— Begin Records for the exercise —
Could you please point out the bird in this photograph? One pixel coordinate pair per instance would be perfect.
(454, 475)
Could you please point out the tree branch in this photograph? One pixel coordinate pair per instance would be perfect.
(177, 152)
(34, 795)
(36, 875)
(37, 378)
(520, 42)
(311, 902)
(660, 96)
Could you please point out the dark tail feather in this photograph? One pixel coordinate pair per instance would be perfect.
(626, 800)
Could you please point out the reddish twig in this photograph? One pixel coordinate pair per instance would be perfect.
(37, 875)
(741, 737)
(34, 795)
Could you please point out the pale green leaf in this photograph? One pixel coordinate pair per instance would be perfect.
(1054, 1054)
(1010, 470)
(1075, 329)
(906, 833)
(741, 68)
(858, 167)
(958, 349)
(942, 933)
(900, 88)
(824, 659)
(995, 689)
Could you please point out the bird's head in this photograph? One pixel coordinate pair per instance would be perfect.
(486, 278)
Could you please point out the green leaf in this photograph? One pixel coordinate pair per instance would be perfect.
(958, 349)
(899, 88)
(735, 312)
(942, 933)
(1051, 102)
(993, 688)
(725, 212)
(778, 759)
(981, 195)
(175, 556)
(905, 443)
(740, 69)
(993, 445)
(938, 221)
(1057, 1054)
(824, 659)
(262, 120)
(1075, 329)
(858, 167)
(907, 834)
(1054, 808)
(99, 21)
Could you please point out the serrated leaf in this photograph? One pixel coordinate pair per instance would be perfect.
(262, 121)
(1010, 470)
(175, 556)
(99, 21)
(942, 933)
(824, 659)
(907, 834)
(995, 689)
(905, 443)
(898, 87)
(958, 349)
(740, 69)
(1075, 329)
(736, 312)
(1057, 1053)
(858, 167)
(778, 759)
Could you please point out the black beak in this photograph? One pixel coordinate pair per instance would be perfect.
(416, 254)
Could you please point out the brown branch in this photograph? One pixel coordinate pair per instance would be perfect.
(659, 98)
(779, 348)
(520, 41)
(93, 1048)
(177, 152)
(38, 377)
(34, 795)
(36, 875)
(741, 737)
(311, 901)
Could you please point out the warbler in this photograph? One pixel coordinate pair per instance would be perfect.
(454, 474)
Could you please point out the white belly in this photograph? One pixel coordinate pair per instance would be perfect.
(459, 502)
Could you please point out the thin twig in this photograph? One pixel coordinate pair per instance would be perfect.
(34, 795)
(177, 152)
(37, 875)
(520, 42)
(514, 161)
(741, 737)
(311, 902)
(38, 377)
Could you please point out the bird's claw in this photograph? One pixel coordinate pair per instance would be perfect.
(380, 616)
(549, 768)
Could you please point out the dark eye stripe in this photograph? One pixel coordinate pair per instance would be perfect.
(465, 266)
— End Records for the exercise —
— Begin Records for the exercise —
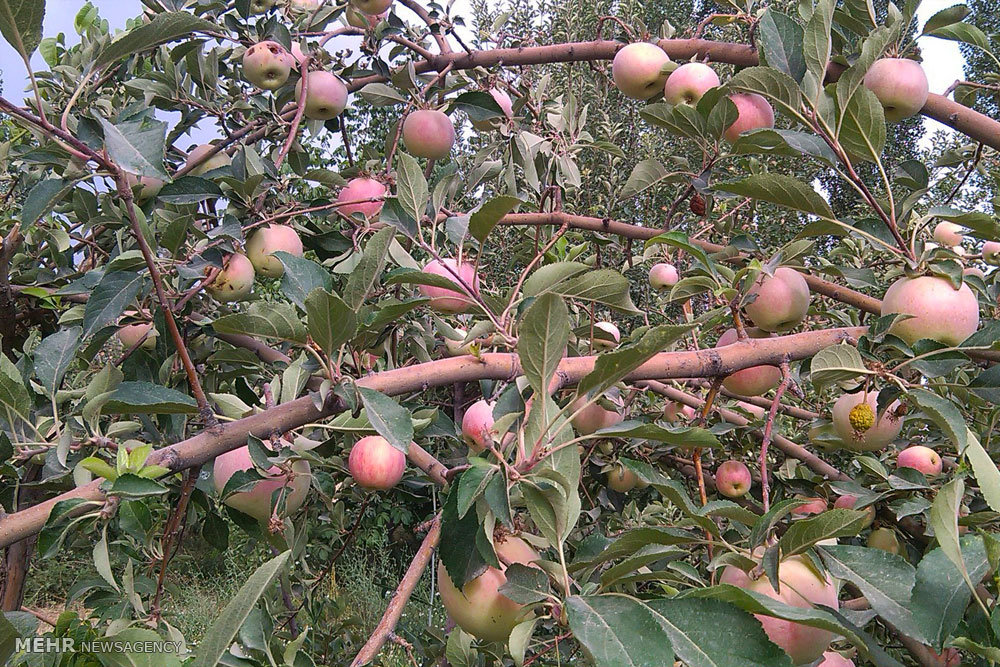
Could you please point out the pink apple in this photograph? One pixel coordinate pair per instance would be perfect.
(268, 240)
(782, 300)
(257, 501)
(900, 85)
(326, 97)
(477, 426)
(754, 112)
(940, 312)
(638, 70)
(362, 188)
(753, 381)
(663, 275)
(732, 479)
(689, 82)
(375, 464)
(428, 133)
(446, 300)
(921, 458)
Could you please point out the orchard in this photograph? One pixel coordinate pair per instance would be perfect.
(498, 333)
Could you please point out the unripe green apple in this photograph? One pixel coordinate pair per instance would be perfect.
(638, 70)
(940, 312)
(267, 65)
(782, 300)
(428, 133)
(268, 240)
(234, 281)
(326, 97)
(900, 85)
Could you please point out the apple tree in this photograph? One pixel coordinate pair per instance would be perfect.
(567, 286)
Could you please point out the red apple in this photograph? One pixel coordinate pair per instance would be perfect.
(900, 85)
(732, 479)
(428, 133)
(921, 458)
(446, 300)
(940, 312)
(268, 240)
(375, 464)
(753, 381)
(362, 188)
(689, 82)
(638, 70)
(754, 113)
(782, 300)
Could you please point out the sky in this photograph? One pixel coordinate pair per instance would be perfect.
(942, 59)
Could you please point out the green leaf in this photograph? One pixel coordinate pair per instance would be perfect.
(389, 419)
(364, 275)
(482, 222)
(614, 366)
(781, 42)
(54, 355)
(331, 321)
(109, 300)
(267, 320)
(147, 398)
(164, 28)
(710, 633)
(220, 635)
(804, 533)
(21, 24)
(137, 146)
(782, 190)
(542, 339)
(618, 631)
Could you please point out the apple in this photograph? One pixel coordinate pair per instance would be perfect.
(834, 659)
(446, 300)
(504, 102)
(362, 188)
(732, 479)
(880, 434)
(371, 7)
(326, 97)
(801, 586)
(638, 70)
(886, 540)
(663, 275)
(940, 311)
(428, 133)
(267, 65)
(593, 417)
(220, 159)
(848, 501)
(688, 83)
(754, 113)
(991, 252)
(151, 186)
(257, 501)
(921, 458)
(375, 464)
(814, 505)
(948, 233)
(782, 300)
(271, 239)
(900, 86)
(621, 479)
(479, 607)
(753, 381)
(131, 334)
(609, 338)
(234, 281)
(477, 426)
— End Records for the exercise —
(What is expected): Locate every line in the entries above that contains the word "twig" and copy each one out; case counts.

(Complete output):
Could you please point out the reddish twig in this photograph? One pixel coordinate pair per instance would be perfect.
Could you please point out the thin twig in this photograph? One pixel coordinate pair per instance would be perfect.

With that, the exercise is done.